==== Provided records ====

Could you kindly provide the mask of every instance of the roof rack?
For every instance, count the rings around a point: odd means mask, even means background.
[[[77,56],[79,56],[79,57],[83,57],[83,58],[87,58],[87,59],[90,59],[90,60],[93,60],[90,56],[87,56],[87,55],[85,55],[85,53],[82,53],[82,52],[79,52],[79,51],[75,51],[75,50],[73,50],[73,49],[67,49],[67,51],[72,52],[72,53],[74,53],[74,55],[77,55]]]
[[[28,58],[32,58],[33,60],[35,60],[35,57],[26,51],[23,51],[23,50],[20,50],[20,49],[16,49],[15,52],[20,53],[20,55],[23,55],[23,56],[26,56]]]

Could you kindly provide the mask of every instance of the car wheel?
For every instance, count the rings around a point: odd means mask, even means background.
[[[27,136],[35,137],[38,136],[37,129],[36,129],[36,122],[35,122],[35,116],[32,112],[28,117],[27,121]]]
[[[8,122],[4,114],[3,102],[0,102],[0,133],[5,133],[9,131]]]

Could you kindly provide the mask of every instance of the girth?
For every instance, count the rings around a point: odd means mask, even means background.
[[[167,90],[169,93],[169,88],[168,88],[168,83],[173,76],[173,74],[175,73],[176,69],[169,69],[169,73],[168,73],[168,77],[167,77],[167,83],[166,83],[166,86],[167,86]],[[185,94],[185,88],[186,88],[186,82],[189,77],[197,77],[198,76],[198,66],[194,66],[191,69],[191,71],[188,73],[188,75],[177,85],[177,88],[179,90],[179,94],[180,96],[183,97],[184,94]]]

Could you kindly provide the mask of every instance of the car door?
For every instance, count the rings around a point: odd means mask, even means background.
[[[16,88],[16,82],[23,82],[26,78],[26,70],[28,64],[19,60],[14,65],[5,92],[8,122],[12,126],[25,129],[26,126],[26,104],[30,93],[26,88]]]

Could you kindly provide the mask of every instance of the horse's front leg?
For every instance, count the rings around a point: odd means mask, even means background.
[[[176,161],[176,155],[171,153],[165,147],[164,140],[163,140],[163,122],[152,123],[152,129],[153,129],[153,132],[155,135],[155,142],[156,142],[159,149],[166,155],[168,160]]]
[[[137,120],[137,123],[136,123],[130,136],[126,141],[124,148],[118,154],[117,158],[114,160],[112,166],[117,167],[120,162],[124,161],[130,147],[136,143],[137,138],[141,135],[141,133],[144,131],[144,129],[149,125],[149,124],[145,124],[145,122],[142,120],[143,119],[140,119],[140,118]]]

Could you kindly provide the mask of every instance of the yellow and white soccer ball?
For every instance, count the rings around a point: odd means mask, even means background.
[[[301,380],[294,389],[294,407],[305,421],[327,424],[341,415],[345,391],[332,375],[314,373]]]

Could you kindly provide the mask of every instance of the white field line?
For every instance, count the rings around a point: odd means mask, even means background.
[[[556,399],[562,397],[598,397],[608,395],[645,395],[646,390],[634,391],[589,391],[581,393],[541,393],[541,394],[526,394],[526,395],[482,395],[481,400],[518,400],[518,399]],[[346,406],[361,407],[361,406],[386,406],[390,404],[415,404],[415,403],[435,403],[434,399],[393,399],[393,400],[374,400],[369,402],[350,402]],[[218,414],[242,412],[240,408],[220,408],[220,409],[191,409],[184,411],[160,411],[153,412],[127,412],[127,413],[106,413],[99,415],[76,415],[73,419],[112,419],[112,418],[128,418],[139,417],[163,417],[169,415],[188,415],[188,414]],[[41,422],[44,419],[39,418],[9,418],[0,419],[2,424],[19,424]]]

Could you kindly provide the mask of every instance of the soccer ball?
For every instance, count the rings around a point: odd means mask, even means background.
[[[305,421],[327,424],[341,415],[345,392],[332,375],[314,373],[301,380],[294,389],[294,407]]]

====

Copy out every line of the material above word for word, from the first line to the last.

**Correct output:**
Could you kindly provide the mask of every instance of the roof rack?
For every instance, count the rings around a point: odd means mask, even means background.
[[[77,56],[79,56],[79,57],[83,57],[83,58],[87,58],[87,59],[90,59],[90,60],[93,60],[90,56],[87,56],[87,55],[85,55],[85,53],[82,53],[82,52],[79,52],[79,51],[75,51],[75,50],[73,50],[73,49],[67,49],[67,51],[72,52],[72,53],[74,53],[74,55],[77,55]]]
[[[28,58],[32,58],[33,60],[35,60],[35,57],[26,51],[23,51],[23,50],[20,50],[20,49],[16,49],[15,52],[20,53],[20,55],[23,55],[23,56],[26,56]]]

Could you kindly provide the mask of every instance of the car wheel?
For every instance, count the rings around a point: odd means mask, even means background.
[[[27,136],[35,137],[38,136],[37,129],[36,129],[36,122],[35,122],[35,116],[32,112],[28,117],[27,121]]]
[[[8,122],[4,114],[3,102],[0,102],[0,133],[5,133],[9,131]]]

Could you kindly provide the mask of every instance of the girth?
For every instance, count the rings around a point: odd means mask, even means background.
[[[167,90],[169,93],[169,88],[168,88],[168,83],[173,76],[173,74],[175,73],[176,69],[169,69],[169,73],[168,73],[168,77],[167,77],[167,83],[166,83],[166,86],[167,86]],[[185,94],[185,88],[186,88],[186,82],[189,77],[197,77],[198,76],[198,66],[194,66],[191,69],[191,71],[188,73],[188,75],[177,85],[177,88],[179,90],[179,94],[180,96],[183,97],[184,94]]]

Could you kindly provide the mask of every instance of the car door?
For every instance, count the rings around a point: odd means mask, even means background.
[[[16,88],[16,82],[23,82],[26,78],[26,70],[28,64],[19,60],[14,65],[5,92],[8,122],[12,126],[25,129],[26,126],[26,104],[30,93],[26,88]]]

Could you kindly provide the mask of every instance of the horse's front leg?
For every instance, count the rings around a point: odd means mask, even means background.
[[[176,161],[176,155],[171,153],[165,147],[164,140],[163,140],[163,122],[152,123],[152,129],[153,129],[153,132],[155,135],[155,142],[156,142],[159,149],[166,155],[168,160]]]
[[[137,120],[137,123],[136,123],[130,136],[126,141],[124,148],[118,154],[117,158],[114,160],[112,166],[117,167],[120,162],[124,161],[130,147],[136,143],[137,138],[141,135],[141,133],[144,131],[144,129],[149,125],[149,124],[145,124],[145,122],[142,120],[143,119],[140,119],[140,118]]]

Could you kindly provide the mask of every instance of the yellow and white soccer ball?
For every instance, count the rings around a point: odd means mask, even means background.
[[[301,380],[294,389],[294,407],[305,421],[327,424],[341,415],[345,391],[332,375],[314,373]]]

Could you kindly provide the mask of every instance of the white field line?
For every instance, count the rings around a point: odd means mask, even means background.
[[[556,399],[562,397],[598,397],[608,395],[645,395],[646,390],[634,391],[589,391],[581,393],[541,393],[541,394],[526,394],[526,395],[482,395],[481,400],[518,400],[518,399]],[[346,406],[361,407],[361,406],[386,406],[390,404],[415,404],[415,403],[435,403],[434,399],[393,399],[393,400],[374,400],[369,402],[350,402]],[[218,414],[242,412],[240,408],[220,408],[220,409],[191,409],[184,411],[160,411],[153,412],[127,412],[127,413],[106,413],[99,415],[76,415],[73,419],[112,419],[112,418],[128,418],[139,417],[163,417],[169,415],[188,415],[188,414]],[[41,422],[44,419],[39,418],[9,418],[0,419],[2,424],[19,424]]]

Could you kindly provide the mask of every instance of the soccer ball?
For every instance, count the rings around a point: odd means mask, even means background.
[[[305,421],[327,424],[341,415],[345,392],[332,375],[314,373],[301,380],[294,389],[294,407]]]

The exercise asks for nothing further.